- Data for review -

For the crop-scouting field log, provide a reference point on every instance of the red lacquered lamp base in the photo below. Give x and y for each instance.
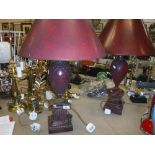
(118, 69)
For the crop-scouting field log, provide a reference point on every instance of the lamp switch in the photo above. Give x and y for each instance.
(107, 111)
(20, 111)
(90, 127)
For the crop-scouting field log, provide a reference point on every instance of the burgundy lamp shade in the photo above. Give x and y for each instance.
(126, 37)
(62, 39)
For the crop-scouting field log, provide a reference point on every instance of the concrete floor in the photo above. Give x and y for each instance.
(126, 124)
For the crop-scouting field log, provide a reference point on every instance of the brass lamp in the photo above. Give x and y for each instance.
(61, 40)
(124, 37)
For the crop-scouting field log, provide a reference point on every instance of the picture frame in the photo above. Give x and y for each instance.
(17, 26)
(8, 26)
(25, 27)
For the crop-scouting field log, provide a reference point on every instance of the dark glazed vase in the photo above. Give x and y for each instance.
(118, 69)
(59, 76)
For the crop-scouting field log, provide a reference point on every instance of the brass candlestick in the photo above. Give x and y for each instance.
(15, 104)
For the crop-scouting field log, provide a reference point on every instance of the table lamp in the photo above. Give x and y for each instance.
(61, 40)
(124, 37)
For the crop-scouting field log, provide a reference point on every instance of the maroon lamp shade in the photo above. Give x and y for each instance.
(62, 39)
(126, 37)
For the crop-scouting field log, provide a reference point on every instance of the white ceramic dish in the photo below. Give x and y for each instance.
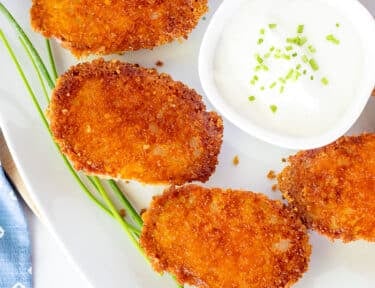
(364, 25)
(95, 243)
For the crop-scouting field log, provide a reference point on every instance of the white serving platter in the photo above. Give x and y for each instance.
(93, 241)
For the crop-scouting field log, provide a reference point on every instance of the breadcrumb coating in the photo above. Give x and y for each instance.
(112, 26)
(123, 121)
(333, 188)
(225, 238)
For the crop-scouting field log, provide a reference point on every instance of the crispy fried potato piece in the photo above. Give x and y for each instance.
(224, 238)
(112, 26)
(124, 121)
(333, 188)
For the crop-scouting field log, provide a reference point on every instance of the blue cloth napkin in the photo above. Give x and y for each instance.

- Work to complete -
Give back, word for word, the lines from the one with "of the breadcrumb" through the last line of the entries, both included, and no other line.

- Final answer -
For the crop-scouting field log, provide a reference point on every instance of the breadcrumb coating in the photo above. Give x and y for each instance.
(112, 26)
(123, 121)
(333, 188)
(225, 238)
For the crop-scouting field log, provide a reference point on every instance of the crispy fried potato piece in the photo above. Give x and y for each instance.
(224, 238)
(112, 26)
(124, 121)
(333, 188)
For the crop-scouting field log, provide a reference point on every instance of the blue cloth napkin in the photo above. Give x and y for each instance.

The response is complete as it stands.